**Input records:**
• • •

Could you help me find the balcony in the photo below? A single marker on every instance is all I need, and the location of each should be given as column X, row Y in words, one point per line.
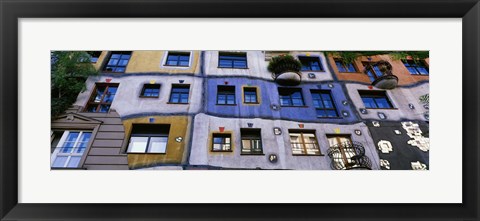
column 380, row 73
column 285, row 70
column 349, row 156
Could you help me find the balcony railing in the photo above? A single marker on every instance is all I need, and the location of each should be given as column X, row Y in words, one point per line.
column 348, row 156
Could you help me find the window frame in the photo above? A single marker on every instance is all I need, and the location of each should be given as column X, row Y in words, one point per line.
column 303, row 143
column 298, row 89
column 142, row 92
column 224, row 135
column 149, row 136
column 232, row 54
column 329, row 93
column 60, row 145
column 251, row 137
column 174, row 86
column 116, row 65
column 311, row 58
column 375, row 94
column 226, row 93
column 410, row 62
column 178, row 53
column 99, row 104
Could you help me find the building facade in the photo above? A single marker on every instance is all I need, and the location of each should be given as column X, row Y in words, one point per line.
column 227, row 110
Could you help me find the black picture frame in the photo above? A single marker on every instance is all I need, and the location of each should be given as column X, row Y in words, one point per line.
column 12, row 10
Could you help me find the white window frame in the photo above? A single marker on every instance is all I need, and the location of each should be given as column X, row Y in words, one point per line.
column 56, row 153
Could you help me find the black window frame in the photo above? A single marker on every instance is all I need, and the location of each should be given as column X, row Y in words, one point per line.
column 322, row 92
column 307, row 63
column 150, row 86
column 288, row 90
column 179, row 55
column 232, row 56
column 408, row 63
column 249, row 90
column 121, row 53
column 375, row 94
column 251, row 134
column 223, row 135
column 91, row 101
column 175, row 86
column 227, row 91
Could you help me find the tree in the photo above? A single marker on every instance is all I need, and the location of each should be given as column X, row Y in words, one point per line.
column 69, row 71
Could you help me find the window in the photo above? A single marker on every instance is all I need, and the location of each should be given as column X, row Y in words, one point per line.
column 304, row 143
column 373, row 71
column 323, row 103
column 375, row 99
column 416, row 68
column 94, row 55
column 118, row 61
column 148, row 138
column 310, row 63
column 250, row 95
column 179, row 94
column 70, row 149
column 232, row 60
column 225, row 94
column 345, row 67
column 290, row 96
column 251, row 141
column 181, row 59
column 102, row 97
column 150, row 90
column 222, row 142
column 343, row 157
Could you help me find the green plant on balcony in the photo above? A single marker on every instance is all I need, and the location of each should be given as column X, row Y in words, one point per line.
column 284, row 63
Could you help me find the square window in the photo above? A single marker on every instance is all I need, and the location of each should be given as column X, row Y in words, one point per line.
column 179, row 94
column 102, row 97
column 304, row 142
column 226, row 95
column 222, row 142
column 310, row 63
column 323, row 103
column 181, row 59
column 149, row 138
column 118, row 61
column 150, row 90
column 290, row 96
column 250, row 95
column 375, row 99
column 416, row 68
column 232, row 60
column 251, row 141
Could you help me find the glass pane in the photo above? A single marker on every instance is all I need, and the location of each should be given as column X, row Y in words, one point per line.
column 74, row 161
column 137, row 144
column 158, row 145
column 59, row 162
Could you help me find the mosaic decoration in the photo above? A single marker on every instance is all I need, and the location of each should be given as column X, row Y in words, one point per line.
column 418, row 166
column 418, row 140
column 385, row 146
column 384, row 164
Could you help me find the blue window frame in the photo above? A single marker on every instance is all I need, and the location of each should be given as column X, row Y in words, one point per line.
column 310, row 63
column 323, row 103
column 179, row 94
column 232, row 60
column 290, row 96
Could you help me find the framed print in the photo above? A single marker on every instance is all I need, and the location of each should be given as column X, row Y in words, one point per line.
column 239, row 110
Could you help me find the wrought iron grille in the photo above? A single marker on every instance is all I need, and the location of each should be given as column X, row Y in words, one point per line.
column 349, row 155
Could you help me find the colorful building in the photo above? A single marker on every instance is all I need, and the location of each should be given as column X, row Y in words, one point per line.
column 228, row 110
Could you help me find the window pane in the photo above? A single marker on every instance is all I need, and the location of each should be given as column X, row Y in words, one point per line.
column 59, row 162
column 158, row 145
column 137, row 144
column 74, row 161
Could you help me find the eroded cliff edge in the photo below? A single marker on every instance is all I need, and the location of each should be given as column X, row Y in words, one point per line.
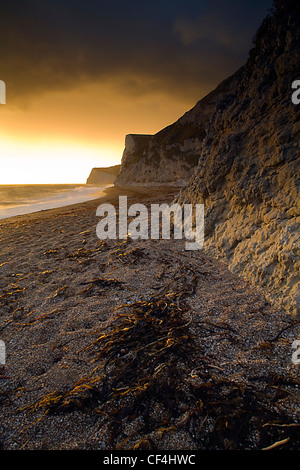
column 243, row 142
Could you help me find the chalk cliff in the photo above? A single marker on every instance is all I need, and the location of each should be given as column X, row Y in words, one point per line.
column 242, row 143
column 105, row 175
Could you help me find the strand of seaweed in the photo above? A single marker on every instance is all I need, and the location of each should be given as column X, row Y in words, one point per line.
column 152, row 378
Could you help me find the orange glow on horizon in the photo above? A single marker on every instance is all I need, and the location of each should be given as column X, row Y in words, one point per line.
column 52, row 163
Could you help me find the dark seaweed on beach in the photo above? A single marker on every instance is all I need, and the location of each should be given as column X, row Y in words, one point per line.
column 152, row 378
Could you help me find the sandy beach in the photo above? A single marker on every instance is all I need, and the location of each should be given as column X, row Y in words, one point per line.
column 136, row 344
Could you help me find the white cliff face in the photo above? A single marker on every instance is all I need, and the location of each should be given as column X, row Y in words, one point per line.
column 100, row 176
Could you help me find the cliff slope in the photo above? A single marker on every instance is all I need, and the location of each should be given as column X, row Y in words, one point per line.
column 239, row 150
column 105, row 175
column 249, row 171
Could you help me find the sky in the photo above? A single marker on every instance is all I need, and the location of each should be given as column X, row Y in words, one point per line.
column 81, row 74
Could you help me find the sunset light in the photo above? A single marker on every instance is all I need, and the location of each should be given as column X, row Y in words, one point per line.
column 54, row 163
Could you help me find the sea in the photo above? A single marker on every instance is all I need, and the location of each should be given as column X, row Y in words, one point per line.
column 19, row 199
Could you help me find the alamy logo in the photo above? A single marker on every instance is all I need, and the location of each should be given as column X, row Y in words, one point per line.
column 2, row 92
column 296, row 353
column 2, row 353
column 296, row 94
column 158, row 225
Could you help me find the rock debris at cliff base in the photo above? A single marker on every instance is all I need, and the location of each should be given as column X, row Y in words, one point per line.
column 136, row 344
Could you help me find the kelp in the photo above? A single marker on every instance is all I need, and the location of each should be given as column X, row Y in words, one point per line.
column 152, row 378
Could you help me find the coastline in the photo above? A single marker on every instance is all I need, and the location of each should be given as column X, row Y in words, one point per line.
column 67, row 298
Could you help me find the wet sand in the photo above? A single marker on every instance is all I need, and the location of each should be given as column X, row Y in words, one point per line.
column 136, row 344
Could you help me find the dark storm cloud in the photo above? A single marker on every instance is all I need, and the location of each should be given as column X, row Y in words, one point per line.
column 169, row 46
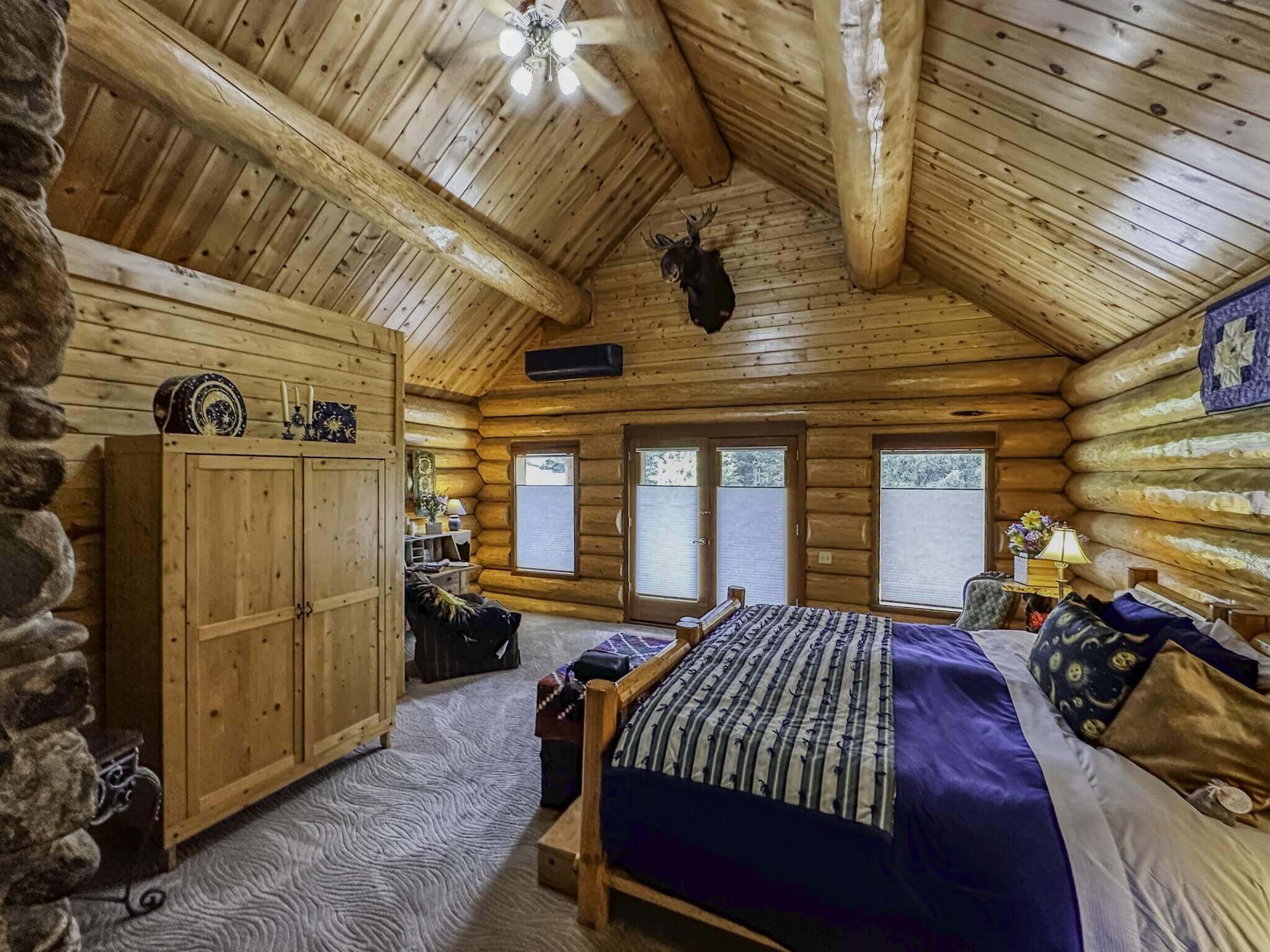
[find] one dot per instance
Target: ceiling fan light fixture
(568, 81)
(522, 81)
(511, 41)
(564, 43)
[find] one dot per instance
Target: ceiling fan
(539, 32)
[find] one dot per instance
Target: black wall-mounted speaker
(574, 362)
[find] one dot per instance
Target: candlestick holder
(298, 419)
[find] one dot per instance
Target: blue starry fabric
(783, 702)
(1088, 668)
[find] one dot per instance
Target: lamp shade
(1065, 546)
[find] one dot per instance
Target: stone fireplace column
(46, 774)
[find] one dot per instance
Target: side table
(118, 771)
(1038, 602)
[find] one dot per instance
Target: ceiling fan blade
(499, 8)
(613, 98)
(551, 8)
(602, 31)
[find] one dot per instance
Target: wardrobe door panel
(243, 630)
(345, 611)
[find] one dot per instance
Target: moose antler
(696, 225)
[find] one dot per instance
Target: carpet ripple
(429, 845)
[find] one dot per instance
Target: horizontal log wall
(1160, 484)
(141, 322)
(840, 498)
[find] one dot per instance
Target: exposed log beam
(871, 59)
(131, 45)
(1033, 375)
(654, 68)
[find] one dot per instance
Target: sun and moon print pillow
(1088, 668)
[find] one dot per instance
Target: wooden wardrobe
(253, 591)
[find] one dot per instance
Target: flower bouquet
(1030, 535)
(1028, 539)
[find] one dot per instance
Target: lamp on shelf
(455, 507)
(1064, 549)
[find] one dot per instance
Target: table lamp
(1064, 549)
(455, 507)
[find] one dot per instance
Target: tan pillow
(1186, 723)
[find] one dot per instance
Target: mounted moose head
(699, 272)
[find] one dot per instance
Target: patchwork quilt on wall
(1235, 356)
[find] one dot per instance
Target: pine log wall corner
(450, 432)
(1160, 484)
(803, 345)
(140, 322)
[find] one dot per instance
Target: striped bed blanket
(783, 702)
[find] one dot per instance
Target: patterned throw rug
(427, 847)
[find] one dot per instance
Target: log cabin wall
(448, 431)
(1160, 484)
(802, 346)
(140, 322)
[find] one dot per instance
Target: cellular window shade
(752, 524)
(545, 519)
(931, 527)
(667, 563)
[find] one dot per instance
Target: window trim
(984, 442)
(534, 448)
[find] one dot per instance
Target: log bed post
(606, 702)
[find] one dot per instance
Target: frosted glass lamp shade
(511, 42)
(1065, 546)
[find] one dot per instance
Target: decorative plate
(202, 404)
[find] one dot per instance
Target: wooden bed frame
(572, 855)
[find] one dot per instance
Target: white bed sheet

• • •

**Instructions for the task:**
Find the line that contains "Target: lamp on shelf" in the listing above. Retype it and every line after it up to the last, exactly, and nothing else.

**Written reply:**
Target: lamp on shelf
(455, 507)
(1064, 549)
[find] one dot per instance
Target: table lamp
(1064, 549)
(455, 507)
[find] one dot per instance
Target: tan pillow
(1186, 723)
[find] one dot per instance
Target: mounted moose head
(699, 272)
[find] one dot per instance
Target: patchwork quilt on wall
(1235, 356)
[find] one dot per instance
Target: pine log wall corner
(450, 432)
(1160, 484)
(803, 345)
(140, 322)
[find] one dot per instance
Target: striped bed blanket
(783, 702)
[find] one dot per instance
Target: patterned throw rug
(427, 847)
[find] one dot per instance
Target: log cabin wall
(448, 431)
(1160, 484)
(802, 346)
(140, 322)
[find] one dot per instance
Target: cellular window shade
(752, 524)
(545, 519)
(931, 527)
(667, 563)
[find] one dot per instance
Target: window trim
(984, 442)
(534, 448)
[find] one dot per instance
Target: log bed post
(606, 702)
[find] one dot per instance
Target: frosted glass lamp shade
(511, 42)
(1065, 546)
[find] one dot per instance
Target: decorative plate
(202, 404)
[find] one dot per instance
Target: wooden bed frame
(572, 855)
[find] one dot per instance
Target: white bed sheet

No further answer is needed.